It’s a gag as old as the hills around us. Then again, the audience don’t seem that much older and they’re loving this nostalgic shtick. From mother-in-law jokes to the mandatory rendition of My Way (sung, with no nod to the obvious irony, in the style of other people), the ‘comedy stylings’ of Jack Fontana are a sure hit.

We’re at Villa Roma, one of the few resorts that still thrives in the Catskill mountains of upstate New York. In its heyday of the Forties and Fifties, this area was America’s entertainment hub, a Las Vegas of the East coast and home to around 700 hotels, all buzzing with comics, musicians and holidaymakers.

Nowadays, the stars are gone, as are most the hotels. Most of those still standing are a sad shadow of their former glory, functional but unglamorous. But like a bad comic, the Catskills tourism industry won’t quit when it’s dying, and locals are now daring to be optimistic about the future.

You may have heard of this area by its other name, the Borscht Belt, making it possibly the only holiday destination named after a cold beetroot soup. Back in the day, Borscht Belt was a byword for a whole generation of wisecracking comedians, who, like their audience were mostly Jewish.
○ ○ ○
— Brief A —
Identify every line of the records that contains the word "white".
The Catskills article and the records come from two unrelated sources.
○ ○ ○
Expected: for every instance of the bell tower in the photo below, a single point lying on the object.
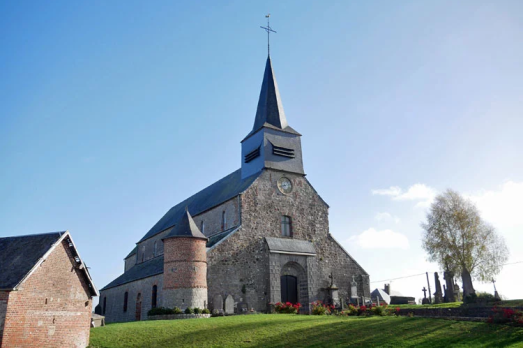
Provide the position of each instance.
(272, 143)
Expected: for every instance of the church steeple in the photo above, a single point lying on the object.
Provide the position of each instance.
(272, 143)
(270, 108)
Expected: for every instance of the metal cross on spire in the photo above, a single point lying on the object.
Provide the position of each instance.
(269, 30)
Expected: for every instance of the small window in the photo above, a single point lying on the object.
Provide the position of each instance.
(154, 296)
(125, 300)
(286, 226)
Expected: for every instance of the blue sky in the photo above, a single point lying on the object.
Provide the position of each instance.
(112, 112)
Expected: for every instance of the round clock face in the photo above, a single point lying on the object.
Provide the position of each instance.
(285, 185)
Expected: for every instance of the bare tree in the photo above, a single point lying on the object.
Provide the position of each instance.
(461, 242)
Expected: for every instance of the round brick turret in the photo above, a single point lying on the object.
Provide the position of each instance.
(185, 266)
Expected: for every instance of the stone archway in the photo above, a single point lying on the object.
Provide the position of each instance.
(293, 284)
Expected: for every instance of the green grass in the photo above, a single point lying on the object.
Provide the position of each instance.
(508, 303)
(286, 330)
(440, 305)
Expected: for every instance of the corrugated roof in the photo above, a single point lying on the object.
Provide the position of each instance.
(290, 245)
(18, 256)
(219, 192)
(142, 270)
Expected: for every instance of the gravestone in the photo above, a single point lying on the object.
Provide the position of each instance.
(449, 281)
(229, 305)
(217, 302)
(425, 299)
(242, 307)
(438, 295)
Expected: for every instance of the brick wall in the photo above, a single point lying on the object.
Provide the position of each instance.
(185, 273)
(114, 311)
(52, 308)
(4, 296)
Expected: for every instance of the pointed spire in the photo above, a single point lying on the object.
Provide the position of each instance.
(186, 227)
(270, 108)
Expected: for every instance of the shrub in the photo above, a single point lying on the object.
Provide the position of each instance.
(352, 310)
(287, 307)
(160, 311)
(506, 316)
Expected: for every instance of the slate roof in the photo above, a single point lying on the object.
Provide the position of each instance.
(18, 256)
(133, 252)
(139, 271)
(219, 192)
(284, 245)
(185, 227)
(381, 294)
(270, 111)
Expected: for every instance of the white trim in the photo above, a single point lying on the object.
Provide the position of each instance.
(290, 253)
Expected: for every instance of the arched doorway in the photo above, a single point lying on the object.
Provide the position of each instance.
(289, 288)
(138, 315)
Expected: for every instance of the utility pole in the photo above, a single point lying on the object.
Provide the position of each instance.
(428, 284)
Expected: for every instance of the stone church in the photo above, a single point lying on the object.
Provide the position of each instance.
(258, 236)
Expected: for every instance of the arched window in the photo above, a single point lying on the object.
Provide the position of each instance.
(286, 226)
(125, 299)
(154, 296)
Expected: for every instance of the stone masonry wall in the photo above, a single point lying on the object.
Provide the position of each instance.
(52, 308)
(242, 262)
(185, 263)
(4, 297)
(212, 219)
(114, 311)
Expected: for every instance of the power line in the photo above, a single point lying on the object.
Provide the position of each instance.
(416, 275)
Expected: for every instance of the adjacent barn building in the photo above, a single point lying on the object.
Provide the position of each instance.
(45, 292)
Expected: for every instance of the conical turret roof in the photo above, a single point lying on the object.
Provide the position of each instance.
(186, 227)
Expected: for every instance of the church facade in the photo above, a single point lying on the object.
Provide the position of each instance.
(265, 233)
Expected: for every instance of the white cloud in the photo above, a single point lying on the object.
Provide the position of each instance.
(502, 208)
(384, 217)
(384, 239)
(423, 194)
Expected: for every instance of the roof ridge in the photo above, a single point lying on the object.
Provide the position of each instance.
(36, 234)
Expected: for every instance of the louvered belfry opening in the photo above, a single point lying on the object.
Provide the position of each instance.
(252, 155)
(282, 151)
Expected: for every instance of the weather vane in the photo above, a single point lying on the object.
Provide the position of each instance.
(269, 30)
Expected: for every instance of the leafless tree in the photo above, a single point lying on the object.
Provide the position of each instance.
(460, 241)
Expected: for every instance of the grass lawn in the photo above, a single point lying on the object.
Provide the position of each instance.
(286, 330)
(508, 303)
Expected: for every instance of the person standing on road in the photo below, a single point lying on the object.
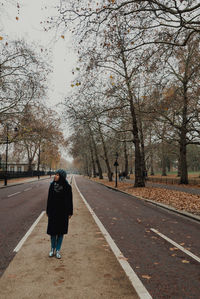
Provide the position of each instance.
(59, 210)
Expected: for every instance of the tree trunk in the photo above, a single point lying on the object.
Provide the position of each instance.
(144, 170)
(164, 173)
(97, 158)
(139, 174)
(151, 156)
(30, 160)
(125, 159)
(93, 162)
(105, 155)
(151, 161)
(183, 141)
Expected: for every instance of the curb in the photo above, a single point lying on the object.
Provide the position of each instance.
(169, 208)
(16, 184)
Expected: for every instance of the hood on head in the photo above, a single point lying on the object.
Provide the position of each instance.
(62, 173)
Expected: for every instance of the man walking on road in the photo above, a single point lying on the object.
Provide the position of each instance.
(59, 210)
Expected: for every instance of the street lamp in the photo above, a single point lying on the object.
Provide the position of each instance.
(116, 164)
(38, 168)
(6, 170)
(7, 142)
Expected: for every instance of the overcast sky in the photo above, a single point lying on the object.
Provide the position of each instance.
(25, 23)
(30, 13)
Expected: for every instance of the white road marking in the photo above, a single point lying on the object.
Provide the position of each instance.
(176, 245)
(27, 189)
(17, 248)
(13, 194)
(134, 279)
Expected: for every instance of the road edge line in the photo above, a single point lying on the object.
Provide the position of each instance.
(192, 255)
(134, 279)
(19, 245)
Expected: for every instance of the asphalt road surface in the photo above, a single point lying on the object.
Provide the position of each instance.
(165, 270)
(20, 206)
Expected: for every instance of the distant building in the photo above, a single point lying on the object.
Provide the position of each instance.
(17, 167)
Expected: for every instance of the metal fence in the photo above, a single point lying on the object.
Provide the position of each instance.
(21, 174)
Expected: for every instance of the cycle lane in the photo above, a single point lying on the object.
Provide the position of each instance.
(166, 271)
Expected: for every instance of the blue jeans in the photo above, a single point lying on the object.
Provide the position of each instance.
(56, 242)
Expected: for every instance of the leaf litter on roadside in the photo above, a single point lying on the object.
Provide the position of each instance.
(177, 199)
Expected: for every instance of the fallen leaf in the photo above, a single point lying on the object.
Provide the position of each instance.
(185, 262)
(123, 258)
(146, 276)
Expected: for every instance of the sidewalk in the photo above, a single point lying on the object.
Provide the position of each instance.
(88, 268)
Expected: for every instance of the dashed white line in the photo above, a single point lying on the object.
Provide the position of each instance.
(27, 189)
(176, 245)
(134, 279)
(13, 194)
(17, 248)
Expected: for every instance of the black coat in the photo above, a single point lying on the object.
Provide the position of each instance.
(59, 207)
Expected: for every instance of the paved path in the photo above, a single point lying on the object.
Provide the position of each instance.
(88, 269)
(166, 271)
(20, 205)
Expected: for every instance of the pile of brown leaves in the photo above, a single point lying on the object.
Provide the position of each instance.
(177, 199)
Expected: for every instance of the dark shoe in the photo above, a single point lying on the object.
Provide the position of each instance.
(51, 253)
(58, 256)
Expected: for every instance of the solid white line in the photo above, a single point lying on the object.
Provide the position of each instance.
(13, 194)
(17, 248)
(176, 244)
(134, 279)
(27, 189)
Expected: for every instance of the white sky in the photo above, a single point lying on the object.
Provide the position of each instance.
(28, 27)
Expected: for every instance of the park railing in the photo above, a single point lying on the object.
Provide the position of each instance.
(21, 174)
(175, 180)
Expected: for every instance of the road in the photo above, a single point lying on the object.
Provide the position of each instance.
(20, 206)
(165, 270)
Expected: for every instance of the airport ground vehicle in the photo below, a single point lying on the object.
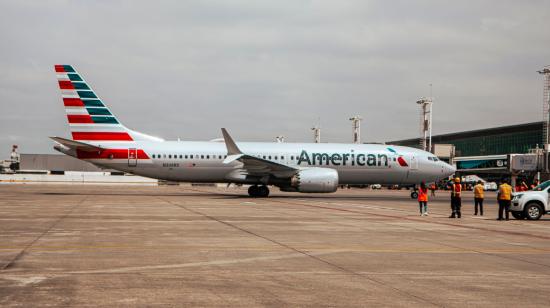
○ ○ ○
— Brief B —
Rewrite the paragraph of the Catskills article that begins "We're at Villa Roma" as a short bulleted list, keeping its main facts.

— Task solution A —
Expected: for every instance of the white trim in the photo above, a single point lying on the object.
Expected: for every instance of the white cloud in the photo above, a single point lying on the object.
Expected: for every instance of the white road marking in the photo above, a single point lying on the object.
Expected: for every instance of the dashed white line in the photo above, a single point lying on the object.
Expected: for every instance of the solid white line in the photo above, a single point lying on the object.
Expected: for every instance of the white sky in the photo above, a single point lying on the object.

— Task solution B —
- Villa Roma is one of the few resorts still thriving in the Catskill mountains of upstate New York.
- In the Forties and Fifties, the area was America's entertainment hub, a Las Vegas of the East coast.
- It was home to around 700 hotels, all busy with comics, musicians and holidaymakers.